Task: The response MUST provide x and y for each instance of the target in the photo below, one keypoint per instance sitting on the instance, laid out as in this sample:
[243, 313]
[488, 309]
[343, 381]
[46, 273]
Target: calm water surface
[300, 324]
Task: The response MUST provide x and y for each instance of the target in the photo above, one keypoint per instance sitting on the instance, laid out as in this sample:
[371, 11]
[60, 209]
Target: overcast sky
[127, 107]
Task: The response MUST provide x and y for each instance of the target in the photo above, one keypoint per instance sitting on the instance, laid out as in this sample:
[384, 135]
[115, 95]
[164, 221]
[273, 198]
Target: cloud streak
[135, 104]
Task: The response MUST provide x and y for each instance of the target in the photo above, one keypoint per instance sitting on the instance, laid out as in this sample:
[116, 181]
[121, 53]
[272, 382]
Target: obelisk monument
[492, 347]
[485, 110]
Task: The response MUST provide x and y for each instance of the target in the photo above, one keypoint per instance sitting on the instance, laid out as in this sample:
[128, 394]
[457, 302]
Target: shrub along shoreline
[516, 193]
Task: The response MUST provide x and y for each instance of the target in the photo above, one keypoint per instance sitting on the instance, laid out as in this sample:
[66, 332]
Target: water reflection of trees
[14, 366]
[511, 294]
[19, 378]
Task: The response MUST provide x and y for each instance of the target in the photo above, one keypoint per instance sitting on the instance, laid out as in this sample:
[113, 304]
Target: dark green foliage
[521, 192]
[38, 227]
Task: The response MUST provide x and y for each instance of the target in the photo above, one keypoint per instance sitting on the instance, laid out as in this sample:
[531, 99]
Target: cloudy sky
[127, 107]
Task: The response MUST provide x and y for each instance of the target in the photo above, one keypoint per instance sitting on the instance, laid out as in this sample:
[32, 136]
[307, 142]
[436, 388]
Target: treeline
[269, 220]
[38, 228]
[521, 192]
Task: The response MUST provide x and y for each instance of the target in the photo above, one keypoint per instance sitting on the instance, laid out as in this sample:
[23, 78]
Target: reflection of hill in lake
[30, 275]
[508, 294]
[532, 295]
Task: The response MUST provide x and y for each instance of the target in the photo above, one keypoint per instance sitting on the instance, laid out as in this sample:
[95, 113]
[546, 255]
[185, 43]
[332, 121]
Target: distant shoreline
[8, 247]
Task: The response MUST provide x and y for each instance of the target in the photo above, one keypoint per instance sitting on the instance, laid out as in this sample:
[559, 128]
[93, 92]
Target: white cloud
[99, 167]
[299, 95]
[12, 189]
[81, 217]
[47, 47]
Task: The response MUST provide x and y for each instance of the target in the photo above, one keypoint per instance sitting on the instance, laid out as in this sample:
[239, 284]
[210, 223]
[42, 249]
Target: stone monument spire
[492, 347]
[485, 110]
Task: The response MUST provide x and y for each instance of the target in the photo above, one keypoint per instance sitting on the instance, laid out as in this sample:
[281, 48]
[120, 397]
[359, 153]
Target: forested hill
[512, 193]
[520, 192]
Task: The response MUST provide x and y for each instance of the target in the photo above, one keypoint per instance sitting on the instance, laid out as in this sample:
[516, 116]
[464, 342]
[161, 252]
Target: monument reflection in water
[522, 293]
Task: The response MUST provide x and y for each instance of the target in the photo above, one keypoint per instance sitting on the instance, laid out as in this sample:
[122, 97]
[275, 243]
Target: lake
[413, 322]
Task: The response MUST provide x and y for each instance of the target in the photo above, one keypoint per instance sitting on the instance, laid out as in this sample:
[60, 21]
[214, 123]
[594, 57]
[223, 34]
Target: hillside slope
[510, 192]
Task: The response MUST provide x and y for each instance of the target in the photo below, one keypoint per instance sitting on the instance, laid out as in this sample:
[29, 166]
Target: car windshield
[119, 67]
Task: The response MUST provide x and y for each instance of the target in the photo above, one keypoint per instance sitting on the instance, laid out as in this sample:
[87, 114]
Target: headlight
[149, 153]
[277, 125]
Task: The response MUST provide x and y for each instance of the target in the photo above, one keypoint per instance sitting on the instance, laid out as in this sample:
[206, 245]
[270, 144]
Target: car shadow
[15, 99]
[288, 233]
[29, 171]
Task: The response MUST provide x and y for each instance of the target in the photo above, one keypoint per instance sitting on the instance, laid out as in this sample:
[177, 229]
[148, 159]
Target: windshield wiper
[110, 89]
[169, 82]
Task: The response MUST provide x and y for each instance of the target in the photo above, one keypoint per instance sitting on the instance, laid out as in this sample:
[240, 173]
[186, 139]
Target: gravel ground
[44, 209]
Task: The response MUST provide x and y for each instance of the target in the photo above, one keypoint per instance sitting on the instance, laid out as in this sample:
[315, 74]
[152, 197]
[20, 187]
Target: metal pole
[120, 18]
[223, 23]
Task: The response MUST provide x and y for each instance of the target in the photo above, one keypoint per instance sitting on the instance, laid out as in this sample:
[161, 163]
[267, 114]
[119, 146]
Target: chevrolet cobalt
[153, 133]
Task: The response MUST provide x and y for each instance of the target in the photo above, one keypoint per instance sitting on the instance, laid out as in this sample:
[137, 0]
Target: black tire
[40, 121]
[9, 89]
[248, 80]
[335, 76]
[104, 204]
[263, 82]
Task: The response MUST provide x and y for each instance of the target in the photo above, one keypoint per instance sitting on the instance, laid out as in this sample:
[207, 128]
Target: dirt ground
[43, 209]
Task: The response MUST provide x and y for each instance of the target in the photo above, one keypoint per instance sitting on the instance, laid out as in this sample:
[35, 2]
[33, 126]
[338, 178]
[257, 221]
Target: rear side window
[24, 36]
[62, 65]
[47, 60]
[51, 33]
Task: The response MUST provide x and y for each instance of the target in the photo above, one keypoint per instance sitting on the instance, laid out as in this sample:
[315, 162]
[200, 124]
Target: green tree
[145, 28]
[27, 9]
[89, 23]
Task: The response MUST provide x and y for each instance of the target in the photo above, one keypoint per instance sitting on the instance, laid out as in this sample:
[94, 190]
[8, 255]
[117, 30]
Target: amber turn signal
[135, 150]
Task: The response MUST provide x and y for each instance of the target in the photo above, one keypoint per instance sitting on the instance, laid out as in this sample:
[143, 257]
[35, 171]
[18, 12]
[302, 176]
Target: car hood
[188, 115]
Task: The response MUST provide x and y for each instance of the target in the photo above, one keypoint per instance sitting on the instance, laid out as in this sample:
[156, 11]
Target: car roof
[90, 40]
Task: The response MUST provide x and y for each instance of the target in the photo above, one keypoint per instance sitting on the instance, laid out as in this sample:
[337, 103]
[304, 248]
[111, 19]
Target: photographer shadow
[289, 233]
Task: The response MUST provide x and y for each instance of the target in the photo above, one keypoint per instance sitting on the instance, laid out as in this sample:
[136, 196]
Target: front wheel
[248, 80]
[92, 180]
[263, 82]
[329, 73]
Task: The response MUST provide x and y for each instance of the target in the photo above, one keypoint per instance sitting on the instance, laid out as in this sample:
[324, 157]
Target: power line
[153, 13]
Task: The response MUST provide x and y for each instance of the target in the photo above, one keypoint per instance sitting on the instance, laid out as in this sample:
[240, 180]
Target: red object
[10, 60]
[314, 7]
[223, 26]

··········

● THE PROBLEM
Exactly as shown above, return every record.

● RESULT
Task: The response MUST provide x and y for each instance of the target in the photo below, one keypoint per instance sitting on the instance, laid out as in this sample:
[243, 313]
[488, 309]
[343, 381]
[46, 273]
Target: calm water surface
[300, 324]
Task: The response MUST provide x and y for each instance of the target in the photo above, one keypoint per instance sitting on the instance, laid out as in this sample:
[371, 11]
[60, 209]
Target: overcast sky
[127, 107]
Task: The response MUST provide x and y for each instance of the target in the photo above, one keypoint per instance sitting on the instance, laid out as in this sample:
[384, 135]
[115, 95]
[164, 221]
[273, 198]
Target: cloud streak
[135, 104]
Task: The response MUST provide x and y for each instance of the target in the photo above, one keypoint per instance sitting on the instance, laid out as in this sample:
[116, 181]
[121, 53]
[272, 382]
Target: obelisk monument
[492, 347]
[485, 110]
Task: The response MUST provide x and y for each instance of the target in the photo above, one keypoint per instance sitting on the instance, laid out as in this sample:
[128, 394]
[457, 302]
Target: shrub along shoreline
[516, 193]
Task: The response MUST provide x and y for each instance of the target in the photo above, one keypoint per instance sitting on the instance, laid out as in this sample:
[66, 332]
Target: water reflection of trees
[14, 366]
[511, 294]
[19, 378]
Task: The response MUST provide x and y for each instance of the target in the photo above, one keypoint per instance sitting on the instance, laid out as in this sample:
[113, 304]
Target: dark green foliage
[521, 192]
[38, 227]
Task: The response MUST provide x and y for each instance of the target in the photo above, one keypoint per instance sitting on the instance, laid out as in this sample:
[531, 99]
Target: cloudy sky
[127, 107]
Task: The response MUST provide x and y for each instance of the target in the photo above, one keypoint per instance sitting on the instance, laid out as in this sample:
[32, 136]
[307, 142]
[436, 388]
Target: treeline
[269, 220]
[38, 228]
[521, 192]
Task: The response MUST provide x and y for each instance of the target in the photo above, one keypoint per instance sitting on the instance, laid out as in this sample:
[23, 78]
Target: reflection of hill in lake
[30, 275]
[508, 294]
[532, 295]
Task: The response MUST provide x and y for each instance of the target in the photo above, one keypoint per instance sitting on the instance, laid out as in this sample:
[95, 113]
[546, 255]
[185, 43]
[332, 121]
Target: distant shoreline
[8, 247]
Task: The response MUST provide x and y for each instance of the target in the photo above, one keypoint per instance sitting on the instance, laid out as in this sample:
[559, 128]
[93, 92]
Target: white cloud
[99, 167]
[299, 95]
[12, 189]
[81, 217]
[47, 47]
Task: The response MUST provide x and y for each instance of the target in the photo above, one keypoint per instance sitting on the instance, laid out as in this sample:
[239, 284]
[210, 223]
[42, 249]
Target: stone monument spire
[492, 347]
[485, 110]
Task: The response MUST provide x and y for each instance of the target in the photo above, one keypoint per instance sitting on the instance, laid out as in this sample:
[281, 48]
[120, 397]
[359, 153]
Target: forested hill
[512, 193]
[520, 192]
Task: The response MUST provide x and y for each instance of the target in the photo above, one keypoint per instance sitting on the instance, laid out as in this sample:
[516, 116]
[464, 342]
[161, 252]
Target: monument reflection in water
[522, 293]
Task: The response MUST provide x and y for each instance of the target in the photo above, one keypoint per instance sitting on the instance, laid out as in this sample:
[122, 97]
[275, 243]
Target: lake
[413, 322]
Task: The response MUST provide x and y for each instance of the target in the photo above, one keypoint per instance sitting on the instance, laid out as in this sample:
[60, 21]
[214, 123]
[594, 57]
[223, 34]
Target: hillside slope
[510, 192]
Task: The response MUST provide x and y for each instance of the target in the photo below, one keypoint per instance sitting on the instance, laid out as in this sample:
[29, 166]
Target: car windshield
[119, 67]
Task: The response MUST provide x and y for each instance of the target in the photo above, one keypoint per instance sitting on the instance, laid out as in this sample:
[87, 114]
Target: headlight
[149, 153]
[277, 125]
Task: The response MUST provide x and y for each instance of the target in the photo above, one keypoint per instance sitting on the instance, laid out as in this sample:
[206, 245]
[270, 144]
Target: car shadow
[15, 99]
[288, 233]
[29, 171]
Task: The response MUST provide x and y for each instance of the target in the photo above, one keypoint per instance sitting on the instance, laid out as in this sample:
[177, 229]
[148, 159]
Target: windshield wiper
[110, 89]
[169, 82]
Task: The response MUST provide x and y for each instance of the target in the photo above, one keypoint per instance sitting on the instance, laid out as in this sample:
[240, 173]
[186, 139]
Target: gravel ground
[44, 209]
Task: The response MUST provide x and y for each instance of the target in the photo above, one keypoint per instance sitting on the instance, laid out as in this sample:
[315, 74]
[152, 197]
[20, 187]
Target: metal pole
[120, 18]
[223, 23]
Task: The response MUST provide x and y for each instance of the target in the photo above, one keypoint per instance sitting on the instance, laid out as in this sample:
[161, 163]
[267, 114]
[119, 146]
Target: chevrolet cobalt
[153, 133]
Task: The response MUST provide x and y for each instance of the target in the photo above, one keypoint per instance sitting on the instance, laid out as in this sample:
[137, 0]
Target: black tire
[40, 121]
[9, 89]
[248, 80]
[335, 76]
[104, 204]
[263, 82]
Task: The response MUST provide x and y for each instance of the target in the photo above, one keypoint per instance sitting on the instance, laid out as in this sample:
[207, 128]
Target: dirt ground
[43, 209]
Task: The response MUST provide x and y for each instance of the target in the photo above, one keypoint per instance sitting on the instance, laid out as in this sample:
[35, 2]
[33, 126]
[338, 178]
[257, 221]
Target: rear side window
[24, 36]
[62, 65]
[47, 60]
[51, 33]
Task: The response MUST provide x and y for each instance of the target in the photo above, one keypoint per instance sitting on the instance, laid out as in this sample:
[315, 162]
[200, 124]
Target: green tree
[145, 28]
[27, 9]
[89, 23]
Task: The response MUST provide x and y for each instance of the target in the photo above, one keypoint per instance sitting on the instance, laid out as in this sample:
[94, 190]
[8, 255]
[117, 30]
Target: amber turn signal
[135, 150]
Task: The response MUST provide x and y for each instance of the target in the photo above, one keypoint per instance sitting on the instance, laid out as in this sample:
[143, 257]
[35, 171]
[18, 12]
[302, 176]
Target: car hood
[188, 115]
Task: The response MUST provide x and y for each instance of the target in the photo above, one keypoint per instance sitting on the instance, laid out as in this sample:
[156, 11]
Target: car roof
[90, 40]
Task: The response MUST provide x and y for each instance of the target in the photo above, one keypoint per instance sitting on the instance, laid out as in this sample:
[337, 103]
[304, 248]
[111, 19]
Target: photographer shadow
[289, 233]
Task: The response MUST provide x and y for each instance of the target in the photo above, one keypoint per instance sitting on the instance, laid out as in this sample:
[136, 196]
Target: front wheel
[248, 80]
[92, 180]
[263, 82]
[329, 73]
Task: The response MUST provide x and y for each instance of the target in the photo above, one keypoint per instance sitting on the instance, laid out as in this sample:
[324, 157]
Target: power line
[153, 13]
Task: The response MUST provide x and y for each instance of the target in the photo above, one keypoint per instance sitting on the instance, laid out as in this sample:
[240, 180]
Target: red object
[10, 60]
[314, 7]
[223, 26]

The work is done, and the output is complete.